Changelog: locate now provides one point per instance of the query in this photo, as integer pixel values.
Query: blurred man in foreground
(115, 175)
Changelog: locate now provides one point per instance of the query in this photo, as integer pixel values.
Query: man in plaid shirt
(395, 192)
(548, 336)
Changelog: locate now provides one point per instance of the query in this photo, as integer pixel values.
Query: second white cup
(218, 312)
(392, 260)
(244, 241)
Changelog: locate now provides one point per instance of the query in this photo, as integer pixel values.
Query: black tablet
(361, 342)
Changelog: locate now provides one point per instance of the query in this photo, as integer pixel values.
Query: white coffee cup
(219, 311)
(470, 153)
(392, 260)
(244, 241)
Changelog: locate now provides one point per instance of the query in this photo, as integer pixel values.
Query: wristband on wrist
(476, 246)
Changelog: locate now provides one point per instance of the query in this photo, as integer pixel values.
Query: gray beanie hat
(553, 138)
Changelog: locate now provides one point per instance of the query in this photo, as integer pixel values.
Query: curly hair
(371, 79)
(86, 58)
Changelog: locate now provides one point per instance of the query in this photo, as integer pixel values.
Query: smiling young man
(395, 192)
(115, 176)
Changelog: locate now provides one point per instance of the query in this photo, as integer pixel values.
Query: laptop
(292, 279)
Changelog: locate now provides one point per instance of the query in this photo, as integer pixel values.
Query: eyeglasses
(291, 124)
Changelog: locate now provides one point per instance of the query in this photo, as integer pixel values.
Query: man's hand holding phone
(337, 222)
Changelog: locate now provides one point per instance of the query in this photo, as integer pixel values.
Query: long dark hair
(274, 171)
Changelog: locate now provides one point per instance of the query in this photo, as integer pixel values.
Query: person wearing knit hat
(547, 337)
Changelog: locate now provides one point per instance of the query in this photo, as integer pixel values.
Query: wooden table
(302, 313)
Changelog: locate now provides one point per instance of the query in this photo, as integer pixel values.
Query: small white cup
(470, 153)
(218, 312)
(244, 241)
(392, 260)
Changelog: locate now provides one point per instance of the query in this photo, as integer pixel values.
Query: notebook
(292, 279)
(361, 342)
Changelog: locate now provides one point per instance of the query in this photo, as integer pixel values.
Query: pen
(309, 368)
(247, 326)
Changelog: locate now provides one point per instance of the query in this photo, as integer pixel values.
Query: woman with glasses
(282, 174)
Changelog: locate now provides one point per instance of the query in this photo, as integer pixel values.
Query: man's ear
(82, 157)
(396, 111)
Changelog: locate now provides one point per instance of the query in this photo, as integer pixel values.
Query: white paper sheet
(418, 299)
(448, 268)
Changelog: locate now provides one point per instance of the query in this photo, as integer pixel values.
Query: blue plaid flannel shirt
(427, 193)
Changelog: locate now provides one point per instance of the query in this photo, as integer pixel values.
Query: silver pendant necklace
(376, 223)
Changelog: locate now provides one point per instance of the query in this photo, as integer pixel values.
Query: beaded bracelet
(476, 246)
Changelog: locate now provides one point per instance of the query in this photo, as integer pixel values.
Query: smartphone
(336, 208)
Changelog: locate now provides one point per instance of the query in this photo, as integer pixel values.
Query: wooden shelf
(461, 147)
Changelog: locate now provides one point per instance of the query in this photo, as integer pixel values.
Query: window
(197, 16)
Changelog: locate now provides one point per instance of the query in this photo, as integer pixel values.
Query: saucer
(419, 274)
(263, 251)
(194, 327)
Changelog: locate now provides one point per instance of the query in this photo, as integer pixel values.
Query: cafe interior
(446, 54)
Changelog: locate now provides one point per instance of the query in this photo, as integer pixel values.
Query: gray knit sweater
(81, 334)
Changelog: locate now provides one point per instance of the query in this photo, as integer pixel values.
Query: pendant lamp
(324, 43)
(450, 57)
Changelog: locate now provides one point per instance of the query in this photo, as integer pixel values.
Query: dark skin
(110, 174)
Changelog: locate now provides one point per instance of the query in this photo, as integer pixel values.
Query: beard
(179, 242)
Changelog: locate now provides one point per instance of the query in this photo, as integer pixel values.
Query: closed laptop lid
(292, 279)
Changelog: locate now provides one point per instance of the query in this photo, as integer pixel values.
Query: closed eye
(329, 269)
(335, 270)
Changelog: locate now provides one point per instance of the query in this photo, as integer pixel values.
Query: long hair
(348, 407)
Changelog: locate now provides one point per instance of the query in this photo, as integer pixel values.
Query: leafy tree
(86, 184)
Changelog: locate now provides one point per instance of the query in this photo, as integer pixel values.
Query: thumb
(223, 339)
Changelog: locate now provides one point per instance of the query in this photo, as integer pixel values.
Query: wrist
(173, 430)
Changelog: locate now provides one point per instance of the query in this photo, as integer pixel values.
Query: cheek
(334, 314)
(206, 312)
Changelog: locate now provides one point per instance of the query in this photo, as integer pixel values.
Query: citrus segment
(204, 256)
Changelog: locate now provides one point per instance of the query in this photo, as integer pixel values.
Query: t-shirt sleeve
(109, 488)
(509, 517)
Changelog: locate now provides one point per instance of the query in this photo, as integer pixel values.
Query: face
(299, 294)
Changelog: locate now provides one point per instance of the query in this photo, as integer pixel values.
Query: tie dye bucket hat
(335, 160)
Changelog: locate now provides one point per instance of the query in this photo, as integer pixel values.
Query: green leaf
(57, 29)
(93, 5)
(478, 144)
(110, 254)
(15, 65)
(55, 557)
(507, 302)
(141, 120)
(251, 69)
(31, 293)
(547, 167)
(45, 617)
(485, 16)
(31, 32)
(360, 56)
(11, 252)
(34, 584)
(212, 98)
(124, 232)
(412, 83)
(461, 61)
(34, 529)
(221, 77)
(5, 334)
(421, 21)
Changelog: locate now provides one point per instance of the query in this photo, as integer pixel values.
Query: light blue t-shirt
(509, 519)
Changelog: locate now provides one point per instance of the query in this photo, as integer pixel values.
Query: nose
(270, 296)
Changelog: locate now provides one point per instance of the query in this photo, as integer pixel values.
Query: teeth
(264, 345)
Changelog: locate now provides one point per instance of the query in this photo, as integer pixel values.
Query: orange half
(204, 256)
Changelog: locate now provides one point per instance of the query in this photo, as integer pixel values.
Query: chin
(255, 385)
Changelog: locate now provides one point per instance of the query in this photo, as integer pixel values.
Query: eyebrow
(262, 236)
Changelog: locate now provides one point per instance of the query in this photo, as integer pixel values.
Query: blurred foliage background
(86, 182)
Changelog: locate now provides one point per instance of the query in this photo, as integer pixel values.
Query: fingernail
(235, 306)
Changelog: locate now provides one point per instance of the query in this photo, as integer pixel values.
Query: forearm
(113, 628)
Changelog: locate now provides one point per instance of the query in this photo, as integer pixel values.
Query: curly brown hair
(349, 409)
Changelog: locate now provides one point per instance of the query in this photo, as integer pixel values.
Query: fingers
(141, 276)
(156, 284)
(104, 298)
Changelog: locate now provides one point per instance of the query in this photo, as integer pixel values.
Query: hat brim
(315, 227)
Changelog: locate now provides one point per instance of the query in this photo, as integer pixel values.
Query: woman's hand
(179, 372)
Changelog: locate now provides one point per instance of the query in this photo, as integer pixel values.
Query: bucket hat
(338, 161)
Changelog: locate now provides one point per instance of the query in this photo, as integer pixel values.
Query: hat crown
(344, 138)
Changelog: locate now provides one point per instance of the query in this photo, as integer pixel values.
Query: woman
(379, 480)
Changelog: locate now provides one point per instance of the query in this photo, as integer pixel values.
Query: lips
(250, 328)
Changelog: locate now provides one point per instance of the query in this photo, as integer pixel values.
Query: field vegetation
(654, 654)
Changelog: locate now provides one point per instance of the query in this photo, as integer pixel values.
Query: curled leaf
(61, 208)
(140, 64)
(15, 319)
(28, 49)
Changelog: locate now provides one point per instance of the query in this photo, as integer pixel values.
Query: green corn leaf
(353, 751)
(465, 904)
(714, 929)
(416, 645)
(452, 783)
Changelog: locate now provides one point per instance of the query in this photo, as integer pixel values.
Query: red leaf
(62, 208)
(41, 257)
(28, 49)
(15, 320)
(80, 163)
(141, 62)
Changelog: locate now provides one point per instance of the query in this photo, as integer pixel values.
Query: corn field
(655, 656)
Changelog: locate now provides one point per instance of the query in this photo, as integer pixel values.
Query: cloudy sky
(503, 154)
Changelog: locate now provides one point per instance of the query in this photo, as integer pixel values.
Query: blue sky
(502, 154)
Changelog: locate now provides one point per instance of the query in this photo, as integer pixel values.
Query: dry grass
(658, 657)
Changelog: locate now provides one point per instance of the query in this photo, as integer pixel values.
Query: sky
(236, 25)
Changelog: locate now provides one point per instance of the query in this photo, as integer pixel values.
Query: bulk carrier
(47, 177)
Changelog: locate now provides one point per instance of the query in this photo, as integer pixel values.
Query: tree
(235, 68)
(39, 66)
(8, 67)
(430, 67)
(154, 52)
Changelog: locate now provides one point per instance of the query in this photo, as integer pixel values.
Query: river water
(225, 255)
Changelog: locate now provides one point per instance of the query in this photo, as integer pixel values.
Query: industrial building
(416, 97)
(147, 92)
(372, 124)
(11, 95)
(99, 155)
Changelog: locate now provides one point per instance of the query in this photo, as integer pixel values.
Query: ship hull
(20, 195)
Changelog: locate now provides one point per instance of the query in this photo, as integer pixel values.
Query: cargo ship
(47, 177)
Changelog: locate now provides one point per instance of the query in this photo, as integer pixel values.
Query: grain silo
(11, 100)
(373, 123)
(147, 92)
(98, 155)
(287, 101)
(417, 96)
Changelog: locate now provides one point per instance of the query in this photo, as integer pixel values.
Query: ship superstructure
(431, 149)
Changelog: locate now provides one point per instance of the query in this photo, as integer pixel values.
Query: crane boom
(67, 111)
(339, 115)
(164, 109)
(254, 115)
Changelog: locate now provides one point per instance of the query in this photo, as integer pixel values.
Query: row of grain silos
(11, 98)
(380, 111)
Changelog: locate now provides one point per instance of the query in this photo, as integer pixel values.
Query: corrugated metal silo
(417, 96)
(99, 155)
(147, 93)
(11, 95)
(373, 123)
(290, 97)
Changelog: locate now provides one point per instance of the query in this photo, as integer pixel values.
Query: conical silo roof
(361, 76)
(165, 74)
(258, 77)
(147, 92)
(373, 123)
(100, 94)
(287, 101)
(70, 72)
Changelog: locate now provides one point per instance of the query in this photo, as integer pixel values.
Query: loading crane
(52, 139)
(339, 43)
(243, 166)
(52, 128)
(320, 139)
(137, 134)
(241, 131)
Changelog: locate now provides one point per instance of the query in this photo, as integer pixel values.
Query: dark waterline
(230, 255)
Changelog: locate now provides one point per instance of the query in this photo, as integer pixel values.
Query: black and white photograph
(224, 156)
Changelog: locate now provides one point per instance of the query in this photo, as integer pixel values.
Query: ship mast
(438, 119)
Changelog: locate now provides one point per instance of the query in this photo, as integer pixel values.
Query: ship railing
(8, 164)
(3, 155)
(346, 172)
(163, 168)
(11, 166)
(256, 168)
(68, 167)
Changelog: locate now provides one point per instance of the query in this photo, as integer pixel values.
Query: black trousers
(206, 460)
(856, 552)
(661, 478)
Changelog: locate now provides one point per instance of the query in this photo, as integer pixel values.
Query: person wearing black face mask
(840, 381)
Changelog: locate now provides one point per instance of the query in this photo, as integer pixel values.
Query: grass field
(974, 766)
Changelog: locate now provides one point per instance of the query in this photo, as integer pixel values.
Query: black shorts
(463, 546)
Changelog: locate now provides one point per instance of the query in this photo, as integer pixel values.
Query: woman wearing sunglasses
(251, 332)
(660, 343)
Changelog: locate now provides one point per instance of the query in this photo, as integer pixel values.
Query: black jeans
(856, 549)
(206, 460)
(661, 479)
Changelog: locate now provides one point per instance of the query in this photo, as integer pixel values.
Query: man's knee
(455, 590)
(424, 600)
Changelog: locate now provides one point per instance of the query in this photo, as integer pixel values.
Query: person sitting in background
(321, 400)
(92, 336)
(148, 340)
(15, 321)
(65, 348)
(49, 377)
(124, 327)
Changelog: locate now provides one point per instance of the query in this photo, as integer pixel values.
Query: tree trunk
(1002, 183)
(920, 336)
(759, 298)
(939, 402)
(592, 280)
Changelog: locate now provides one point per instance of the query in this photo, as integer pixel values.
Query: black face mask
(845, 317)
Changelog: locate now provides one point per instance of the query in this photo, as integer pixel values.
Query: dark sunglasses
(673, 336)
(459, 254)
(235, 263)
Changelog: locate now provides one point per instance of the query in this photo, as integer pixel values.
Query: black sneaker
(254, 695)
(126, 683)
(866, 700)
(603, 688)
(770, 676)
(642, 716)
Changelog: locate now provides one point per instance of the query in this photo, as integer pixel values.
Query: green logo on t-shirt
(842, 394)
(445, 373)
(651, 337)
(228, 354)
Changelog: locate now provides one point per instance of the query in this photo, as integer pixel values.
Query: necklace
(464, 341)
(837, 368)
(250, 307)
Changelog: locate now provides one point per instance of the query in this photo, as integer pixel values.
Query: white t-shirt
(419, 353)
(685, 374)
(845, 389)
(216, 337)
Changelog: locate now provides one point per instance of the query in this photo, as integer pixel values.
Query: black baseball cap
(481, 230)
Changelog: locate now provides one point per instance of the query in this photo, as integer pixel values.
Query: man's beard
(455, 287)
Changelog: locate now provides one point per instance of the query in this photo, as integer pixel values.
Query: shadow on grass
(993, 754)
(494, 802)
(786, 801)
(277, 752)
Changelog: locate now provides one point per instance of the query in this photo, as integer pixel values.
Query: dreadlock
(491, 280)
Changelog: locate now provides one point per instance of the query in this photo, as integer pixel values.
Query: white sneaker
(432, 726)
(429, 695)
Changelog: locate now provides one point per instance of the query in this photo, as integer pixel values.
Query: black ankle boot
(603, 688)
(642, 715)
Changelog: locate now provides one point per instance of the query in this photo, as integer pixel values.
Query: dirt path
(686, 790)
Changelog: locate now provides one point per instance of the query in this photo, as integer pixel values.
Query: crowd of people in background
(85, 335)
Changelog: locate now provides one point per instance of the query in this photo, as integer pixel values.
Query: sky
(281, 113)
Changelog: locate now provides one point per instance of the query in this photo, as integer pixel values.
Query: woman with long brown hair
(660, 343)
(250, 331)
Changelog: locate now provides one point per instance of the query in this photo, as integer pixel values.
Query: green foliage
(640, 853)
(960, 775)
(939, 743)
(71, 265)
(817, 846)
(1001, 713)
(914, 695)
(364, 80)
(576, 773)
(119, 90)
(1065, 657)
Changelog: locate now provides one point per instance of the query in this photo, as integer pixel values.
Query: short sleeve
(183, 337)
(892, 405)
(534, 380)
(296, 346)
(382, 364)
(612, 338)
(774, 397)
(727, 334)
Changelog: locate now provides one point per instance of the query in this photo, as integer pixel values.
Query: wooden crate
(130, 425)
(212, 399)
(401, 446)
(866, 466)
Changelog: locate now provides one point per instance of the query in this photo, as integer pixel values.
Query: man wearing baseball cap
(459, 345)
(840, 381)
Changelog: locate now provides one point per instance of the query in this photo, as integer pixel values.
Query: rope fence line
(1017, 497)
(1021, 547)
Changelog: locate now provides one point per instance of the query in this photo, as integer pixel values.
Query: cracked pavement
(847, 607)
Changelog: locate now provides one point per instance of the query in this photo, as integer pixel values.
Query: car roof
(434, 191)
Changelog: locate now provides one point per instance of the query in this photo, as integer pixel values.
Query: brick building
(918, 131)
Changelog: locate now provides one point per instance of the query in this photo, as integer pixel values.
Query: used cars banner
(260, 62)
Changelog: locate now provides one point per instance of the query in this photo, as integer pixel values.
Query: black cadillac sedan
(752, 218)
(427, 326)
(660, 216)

■ ■ ■ ■ ■

Task details
With the line that contains "Query: rope fence line" as your start, reproduce the data above exactly through its last line, and nothing before that start.

Answer box
Query: rope fence line
(1017, 497)
(1021, 547)
Changelog: locate now provides one point per instance of the query in this photo, as integer pixel values.
Query: cracked pavement
(847, 607)
Changelog: locate now provides one point per instance of the query in this photo, as integer pixel values.
Query: car roof
(434, 191)
Changelog: locate now provides one point per instance of the query in this photo, as integer pixel values.
Query: brick building
(918, 131)
Changelog: locate now provides one point per instance of the query in this photo, as integer pixel values.
Query: used cars banner
(260, 62)
Changelog: locate now provides one point per instance of the query in this photo, as integer pixel values.
Query: black cadillac sedan
(752, 218)
(427, 326)
(660, 216)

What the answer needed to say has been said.